Sunday, July 31, 2011

Measure of Character - Louis Dega


Friday, July 29, 2011

Letters to a Soldier Deployed in Iraq: Two Hour Lunch


I’ll tell you this much, I’m going to be a lot happier once I’ve posted all the letters to this man. I sent him letters during his deployment, stood over his bed when he was ill, and even provided him a place to live. None of those things made any difference to him in the end. He still insisted on making my life miserable.

18th November 2007   

Dear (Soldier),

Well, I had thought that you had no Internet so I haven’t been writing lately. It’s been really hectic here with school, and frankly it looks as if it will get no better. This semester was my largest ever at seventeen units, and I have to say that it has been about as bad as the nine-unit semester I had back at the junior college. They seem to pride themselves in screwing with you at (The State College).

On the bright side, they have given me up to two-hour lunches at work so I use the time to sleep. The thirty-two hour days aren’t has hard on me when I get that nap only thing is that I wish I had it at the beginning of the semester. Right now it looks like I will pass all or most of my classes. Over the next five days I need to finish three assignments per day if I’m to get all caught up by the end of thanksgiving.

It’s still a really big dilemma for me whether or not to go for the second major. It puts me in the running for a fifty thousand dollar a year job but should take another year of classes and I need to get looking at it by the end of the semester. I just don’t want to get out of school and be a security guard. I’ve had enough of that sort of thing.

Anyway, fool, you keep your nose clean out there and get home safe,

Richard

Wednesday, July 27, 2011

Running at a Canyon


Ah, I remember this, just as it became time for me to get that computer fixed I lost my job and it didn’t happen. Here it is some nine months later and I still haven’t worked much out. Life toddles about in the bad economy and it moves on only slowly.

23rd of September 2010
Dear Cassi,

A funny thing, I brought up the topic of anger management with Pickles and he said "no wonder you're easier to live with." I suppose this is what can be called selective memory. When I think of all the times I came home to a beating or to him having smashed something of mine I just shrug. He thinks for some reason I've accepted the idea that I will live with him for the rest of my life. One way or another, that's just not going to happen.

In other news I'm trying to put videos on YouTube, but my computer is not cooperating. It keeps cutting out when I try to send a video from my camera to my computer. I'm saving the files to my computer out right instead of working on them from the camera now hoping that will work, but the big issue appears to be that the camera saves in something called an MP4. Technology sucks. I'm doing all kinds of things to get the video to work better, but it just doesn't want to. I don't know. The last resort is to reduce the quality of the video to something like VGA or normal screen standards. Let's hope that does it.

◆ SET OF TASKS
1. From the blog letters, echo the passage from "18th November 2007" to "(The State College).".
2. In the blog letters, how many units did the November 2007 letter say the writer's largest semester carried?

◆ INFORMATION PROVIDED
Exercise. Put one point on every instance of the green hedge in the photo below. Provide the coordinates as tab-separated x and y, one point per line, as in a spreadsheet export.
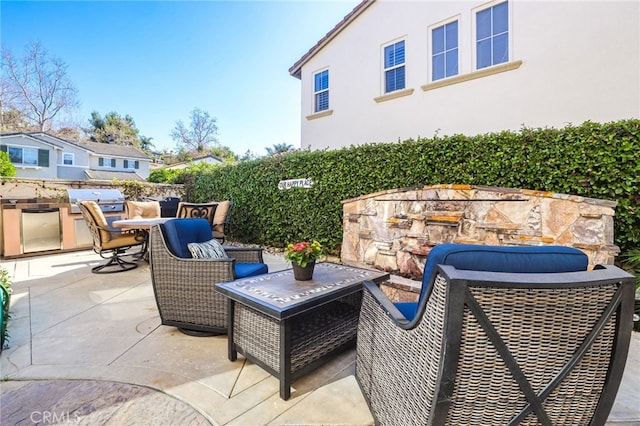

◆ OUTPUTS BY TASK
1.
18th November 2007   

Dear (Soldier),

Well, I had thought that you had no Internet so I haven’t been writing lately. It’s been really hectic here with school, and frankly it looks as if it will get no better. This semester was my largest ever at seventeen units, and I have to say that it has been about as bad as the nine-unit semester I had back at the junior college. They seem to pride themselves in screwing with you at (The State College).

2. Seventeen units.